Exercise goal -> Copy every one of the following records word for word, keeping each line as it stands.
* * *
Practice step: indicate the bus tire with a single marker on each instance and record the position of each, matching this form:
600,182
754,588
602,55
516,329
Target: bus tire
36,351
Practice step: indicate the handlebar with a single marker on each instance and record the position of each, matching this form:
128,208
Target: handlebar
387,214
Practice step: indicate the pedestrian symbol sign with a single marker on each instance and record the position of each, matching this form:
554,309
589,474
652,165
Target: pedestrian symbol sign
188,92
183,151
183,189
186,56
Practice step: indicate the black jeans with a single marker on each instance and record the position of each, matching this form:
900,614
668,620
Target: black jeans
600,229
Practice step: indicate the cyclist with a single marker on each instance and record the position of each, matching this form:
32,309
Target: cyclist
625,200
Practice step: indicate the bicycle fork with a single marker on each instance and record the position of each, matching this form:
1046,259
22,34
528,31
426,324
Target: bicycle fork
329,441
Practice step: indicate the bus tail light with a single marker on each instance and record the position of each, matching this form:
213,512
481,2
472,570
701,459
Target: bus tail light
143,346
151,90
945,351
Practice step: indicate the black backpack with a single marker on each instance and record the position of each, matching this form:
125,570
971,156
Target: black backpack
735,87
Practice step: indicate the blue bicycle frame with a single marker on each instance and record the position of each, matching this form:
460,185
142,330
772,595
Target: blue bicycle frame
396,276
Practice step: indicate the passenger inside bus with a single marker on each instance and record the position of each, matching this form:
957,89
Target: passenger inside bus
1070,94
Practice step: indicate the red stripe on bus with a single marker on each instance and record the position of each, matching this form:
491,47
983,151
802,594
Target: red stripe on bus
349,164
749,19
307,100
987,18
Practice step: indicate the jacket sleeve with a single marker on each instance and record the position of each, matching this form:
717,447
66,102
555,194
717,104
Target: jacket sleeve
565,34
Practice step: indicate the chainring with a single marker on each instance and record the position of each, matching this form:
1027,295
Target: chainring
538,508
* * *
Task solution ->
Practice step: indicate the bus tire with a single marker on each instance and record the position of each, matching this form:
600,182
754,588
602,55
516,329
Target: bus tire
36,351
Practice step: indicate the handlebar with a single marker on each instance and record the position of each, matching this form:
128,208
Target: handlebar
387,214
Practice step: indicate the pedestrian symbol sign with a single marker on each instance and record the position of each, matching this form:
554,309
589,474
652,165
Target: pedestrian symbol sign
188,92
183,151
183,189
186,56
Practice step: indicate the black jeans with a single marker on each instance and record the position of each, matching this form:
900,614
668,620
Target: black jeans
600,229
Practice step: indicate the cyclist with a single marker on each instance and record the position of each, matching this form:
32,309
Target: cyclist
625,200
Practice step: indicate the bicycle fork with a single marker on each instance and record the position of each, matching this form:
1046,259
22,34
528,31
426,324
Target: bicycle fork
329,441
Practice step: indicate the bus tail light with a single marker on each instance and record the position of each, matching this form:
213,512
481,2
472,570
701,459
Target: bus tail light
143,346
151,90
945,351
Practice step: indicate the black backpack with a single marker on each instance and record the position of each, matching this form:
125,570
971,156
Target: black backpack
735,87
Practice step: indicate the blue bicycle frame with a single marker on each instance and record the position of each, matching this form:
460,185
142,330
772,595
Target: blue bicycle frame
396,276
Practice step: indicate the passenger inside bus with a single marker on each instance and record the position of each, matching this form:
957,89
Target: passenger inside bus
1070,94
Practice step: indicate the red stripe on bus with a single marker on each instance and record the position of each, matching this form:
491,47
983,151
802,594
Target: red stripe on bus
349,164
749,19
307,100
987,18
Practice step: indicate the jacket sleeve with a single marker on each instance and record the position of each, matching this form:
717,447
66,102
555,194
717,104
Target: jacket sleeve
565,34
Practice step: indicate the chainring with a single marker on each instance and record the position of each, matching this form:
1027,295
Target: chainring
538,508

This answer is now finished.